- _REQUIREMENT_
Decide whether each statement below agrees with the home network monitoring text, answering yes or no and quoting the words from that text that settle it.
1. At home, the author ran Metabase with Postgres as the database.
2. The author's setup sends data to more than one output plugin.
3. The Ping plugin is what the author uses to check the uptime of a host.

- _DOCUMENT_

● ● ● ● ●

Home network monitoring

Background 

First of all I have to say, that I’m fairly into designing, although I don’t design things nor I know how to do it. However, I like things which are well and beautiful designed and I would say,  I have an eye for design, at least I try. That’s why functionality and user experience, is not the only thing which counts for me.

For quite some time I was looking for a solution to visualize data which I collect in my smart home and IT systems at home. In the beginning I was using Metabase, which is a business intelligence tool, that connects to a variety of database types like Postgres, MongoDB or MySQL. I know it from work, there we use it for network (GSM, UMTS, LTE) intelligence. In my home setup, I was running a simple instance of Metabase with Postgres as database, which worked great. Nevertheless, there were some features I was missing and also the user experience of Metabase was sometimes not that great. Besides that, I was looking for a more light-wight solution which makes collecting data for different data sources easy. I didn’t want to write a lot of custom solutions. Before one of my colleagues told my about Telegraf, Influxdb, Grafana, I was playing around with Elasticsearch, Logstash and Kibana aka the ELK stack for some days, but somehow the ELK stack and me didn’t become friends. Luckily my friend let me know about Telegraf, Influxdb and Grafana. That’s basically the journey I made to find those beautiful and easy to use tools. Let’s stop the babbling and get to the solution which is currently in service and solves all of my problems and needs. 

Telegraf 

A plugin driven data collector with a variety of input  sources and output targets, besides that it can also aggregate and process data. Personally I’m using the following input plugins:

  • CPU – to get the usage
  • Disk – to see how much space is left
  • Docker – to monitor my containers
  • Logparser Grok – to parse nginx logs
  • Mem – to see how much memory is ocuppied
  • Net – to get the current network throughput
  • Ping – to run ping tests
  • System – to check the uptime of a host
  • SNMP – to query metrics from my Ubiquiti Unifi AC HD Access Point

As I’m storing all of my data in Influxdb, I have only one output plugin:

  • Influxdb

A lot of plugins do not need additional configuration, they are directly usable. But there are also some which need quite some additional configuration. An example for that is SNMP, to get it working with the Unifi AC HD you need to download the MIBs, a detailed guide for that can be found on the offical Ubiquiti forum. Also the logparser grok to parse Nginx logs needs some configuration:

# # Stream and parse log file(s).
[[inputs.logparser]]
# ## Log files to parse.
# ## These accept standard unix glob matching rules, but with the addition of
# ## ** as a “super asterisk”. ie:
# ## /var/log/**.log -> recursively find all .log files in /var/log
# ## /var/log/*/*.log -> find all .log files with a parent dir in /var/log
# ## /var/log/apache.log -> only tail the apache log file
files = [“/dockerdata/nginx/prod/log/proxy.log”]
#
# ## Read files that currently exist from the beginning. Files that are created
# ## while telegraf is running (and that match the “files” globs) will always
# ## be read from the beginning.
from_beginning = true
#
# ## Method used to watch for file updates. Can be either “inotify” or “poll”.
# # watch_method = “inotify”

● ● ● ● ●

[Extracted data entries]
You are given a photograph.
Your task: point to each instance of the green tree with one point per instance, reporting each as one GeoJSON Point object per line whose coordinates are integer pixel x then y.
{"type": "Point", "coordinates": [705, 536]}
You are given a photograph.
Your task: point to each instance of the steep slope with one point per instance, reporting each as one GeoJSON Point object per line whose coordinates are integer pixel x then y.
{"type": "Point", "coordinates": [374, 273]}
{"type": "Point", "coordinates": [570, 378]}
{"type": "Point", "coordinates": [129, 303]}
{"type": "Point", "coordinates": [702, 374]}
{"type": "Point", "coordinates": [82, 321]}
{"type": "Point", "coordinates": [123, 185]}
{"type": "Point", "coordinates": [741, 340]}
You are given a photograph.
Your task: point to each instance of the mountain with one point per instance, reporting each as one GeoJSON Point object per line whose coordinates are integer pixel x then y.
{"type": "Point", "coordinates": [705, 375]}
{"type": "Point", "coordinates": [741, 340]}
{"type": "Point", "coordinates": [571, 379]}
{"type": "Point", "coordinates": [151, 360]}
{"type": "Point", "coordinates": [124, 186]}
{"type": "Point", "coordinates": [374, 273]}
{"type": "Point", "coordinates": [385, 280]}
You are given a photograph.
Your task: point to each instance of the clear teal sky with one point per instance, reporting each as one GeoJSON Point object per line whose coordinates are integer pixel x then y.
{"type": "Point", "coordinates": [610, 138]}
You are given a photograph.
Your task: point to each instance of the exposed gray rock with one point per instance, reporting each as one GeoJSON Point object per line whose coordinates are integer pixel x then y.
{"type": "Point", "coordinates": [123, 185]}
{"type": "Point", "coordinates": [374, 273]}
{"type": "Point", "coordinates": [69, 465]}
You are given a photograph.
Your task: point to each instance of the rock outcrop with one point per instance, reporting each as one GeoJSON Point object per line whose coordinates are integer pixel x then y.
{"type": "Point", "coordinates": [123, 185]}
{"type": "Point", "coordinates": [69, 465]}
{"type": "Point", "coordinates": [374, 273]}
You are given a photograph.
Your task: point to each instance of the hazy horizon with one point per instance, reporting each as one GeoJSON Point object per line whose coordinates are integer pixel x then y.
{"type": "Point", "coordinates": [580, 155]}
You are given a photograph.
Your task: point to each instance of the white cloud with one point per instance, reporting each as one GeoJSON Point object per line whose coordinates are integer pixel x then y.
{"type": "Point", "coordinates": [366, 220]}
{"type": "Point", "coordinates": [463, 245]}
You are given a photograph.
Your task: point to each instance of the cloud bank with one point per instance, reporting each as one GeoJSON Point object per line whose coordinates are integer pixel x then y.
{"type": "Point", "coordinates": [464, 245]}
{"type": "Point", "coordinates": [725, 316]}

● ● ● ● ●

- _TASK SOLUTION_
1. Yes: "In my home setup, I was running a simple instance of Metabase with Postgres as database, which worked great."
2. No: "As I’m storing all of my data in Influxdb, I have only one output plugin"
3. No: "System – to check the uptime of a host"